*** Opening DATA TO EXAMINE ***
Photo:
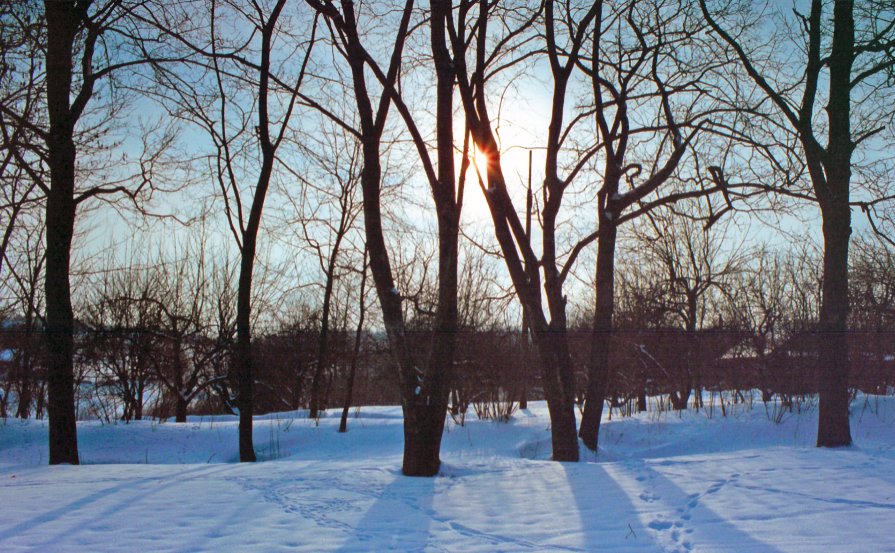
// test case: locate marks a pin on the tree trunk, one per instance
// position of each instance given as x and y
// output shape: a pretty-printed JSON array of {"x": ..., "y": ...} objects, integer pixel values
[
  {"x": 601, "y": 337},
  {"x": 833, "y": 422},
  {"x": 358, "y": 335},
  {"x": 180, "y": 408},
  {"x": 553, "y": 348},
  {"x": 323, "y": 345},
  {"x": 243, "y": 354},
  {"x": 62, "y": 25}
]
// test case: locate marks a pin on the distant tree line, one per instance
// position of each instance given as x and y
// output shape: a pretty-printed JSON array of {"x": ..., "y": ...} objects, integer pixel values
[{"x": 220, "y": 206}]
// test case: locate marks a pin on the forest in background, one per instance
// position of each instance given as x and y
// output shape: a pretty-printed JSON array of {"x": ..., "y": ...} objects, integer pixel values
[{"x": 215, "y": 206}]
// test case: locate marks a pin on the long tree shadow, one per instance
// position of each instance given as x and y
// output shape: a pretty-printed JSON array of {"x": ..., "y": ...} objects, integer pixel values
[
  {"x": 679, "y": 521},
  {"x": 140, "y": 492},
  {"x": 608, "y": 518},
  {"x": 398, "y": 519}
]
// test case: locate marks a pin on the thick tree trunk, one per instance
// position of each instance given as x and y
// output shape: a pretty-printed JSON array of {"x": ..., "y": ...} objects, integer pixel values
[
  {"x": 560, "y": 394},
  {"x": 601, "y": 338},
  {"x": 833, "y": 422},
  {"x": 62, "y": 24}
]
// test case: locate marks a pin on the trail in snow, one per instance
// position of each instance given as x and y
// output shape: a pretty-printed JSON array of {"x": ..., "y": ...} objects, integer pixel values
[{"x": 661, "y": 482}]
*** Closing DATA TO EXAMINE ***
*** Opening DATA TO EXAMINE ***
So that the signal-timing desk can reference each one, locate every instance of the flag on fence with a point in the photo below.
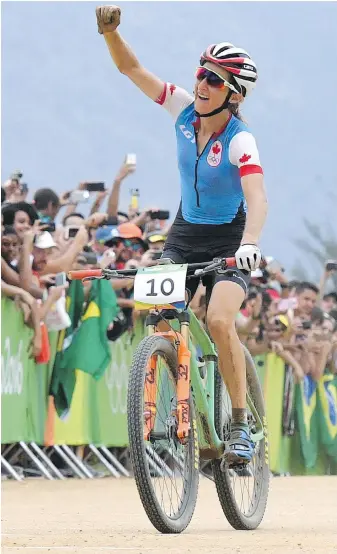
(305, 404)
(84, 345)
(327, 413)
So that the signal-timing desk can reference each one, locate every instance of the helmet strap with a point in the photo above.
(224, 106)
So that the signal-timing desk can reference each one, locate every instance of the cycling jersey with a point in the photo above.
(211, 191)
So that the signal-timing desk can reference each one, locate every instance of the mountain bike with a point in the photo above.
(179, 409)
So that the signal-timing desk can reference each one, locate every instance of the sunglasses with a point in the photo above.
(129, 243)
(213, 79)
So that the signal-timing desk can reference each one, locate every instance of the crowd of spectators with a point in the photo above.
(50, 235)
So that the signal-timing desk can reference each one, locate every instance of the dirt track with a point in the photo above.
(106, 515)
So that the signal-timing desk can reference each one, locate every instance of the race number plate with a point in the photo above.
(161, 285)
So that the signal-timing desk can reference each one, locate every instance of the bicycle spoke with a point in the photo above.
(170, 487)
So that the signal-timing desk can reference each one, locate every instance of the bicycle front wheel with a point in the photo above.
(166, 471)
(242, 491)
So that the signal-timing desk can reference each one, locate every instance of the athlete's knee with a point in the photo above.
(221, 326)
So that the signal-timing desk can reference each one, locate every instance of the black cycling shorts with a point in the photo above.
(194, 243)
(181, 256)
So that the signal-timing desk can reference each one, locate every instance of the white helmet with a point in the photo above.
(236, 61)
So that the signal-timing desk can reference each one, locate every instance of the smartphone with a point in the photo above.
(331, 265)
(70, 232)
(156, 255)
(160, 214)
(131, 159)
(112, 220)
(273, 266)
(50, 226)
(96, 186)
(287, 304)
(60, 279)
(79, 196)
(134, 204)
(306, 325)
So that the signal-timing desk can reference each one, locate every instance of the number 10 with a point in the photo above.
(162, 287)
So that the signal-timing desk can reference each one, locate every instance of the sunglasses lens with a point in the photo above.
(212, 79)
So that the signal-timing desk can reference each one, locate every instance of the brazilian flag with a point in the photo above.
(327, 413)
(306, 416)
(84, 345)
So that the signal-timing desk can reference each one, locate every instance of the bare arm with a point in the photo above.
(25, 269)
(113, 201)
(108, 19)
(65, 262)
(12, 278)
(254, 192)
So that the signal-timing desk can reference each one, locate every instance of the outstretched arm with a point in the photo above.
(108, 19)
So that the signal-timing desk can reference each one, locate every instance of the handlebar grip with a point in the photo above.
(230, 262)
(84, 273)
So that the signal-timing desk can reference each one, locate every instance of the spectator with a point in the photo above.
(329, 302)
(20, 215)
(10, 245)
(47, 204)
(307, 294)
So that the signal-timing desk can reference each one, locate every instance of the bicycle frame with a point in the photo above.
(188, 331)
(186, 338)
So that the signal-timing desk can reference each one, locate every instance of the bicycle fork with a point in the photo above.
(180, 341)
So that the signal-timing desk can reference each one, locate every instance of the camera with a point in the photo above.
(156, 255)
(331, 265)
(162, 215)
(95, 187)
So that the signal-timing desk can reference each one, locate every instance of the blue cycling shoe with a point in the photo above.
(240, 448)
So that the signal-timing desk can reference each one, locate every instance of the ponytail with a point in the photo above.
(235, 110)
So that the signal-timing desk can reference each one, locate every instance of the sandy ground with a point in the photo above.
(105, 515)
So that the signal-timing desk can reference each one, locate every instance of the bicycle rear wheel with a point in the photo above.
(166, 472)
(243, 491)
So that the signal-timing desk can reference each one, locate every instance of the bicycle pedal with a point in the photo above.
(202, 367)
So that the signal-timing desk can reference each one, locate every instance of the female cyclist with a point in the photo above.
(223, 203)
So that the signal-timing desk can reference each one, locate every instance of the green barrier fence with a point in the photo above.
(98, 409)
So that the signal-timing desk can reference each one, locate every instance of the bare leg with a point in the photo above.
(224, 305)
*** Closing DATA TO EXAMINE ***
● **WORK TASK**
Lines of the material in which the word "trunk" occurs are to be copied out.

● **SOLUTION TO THIS PROBLEM**
// test case: locate marks a pin on the tree trunk, one per instance
// test case: locate marks a pin on the thick tree trunk, one per instance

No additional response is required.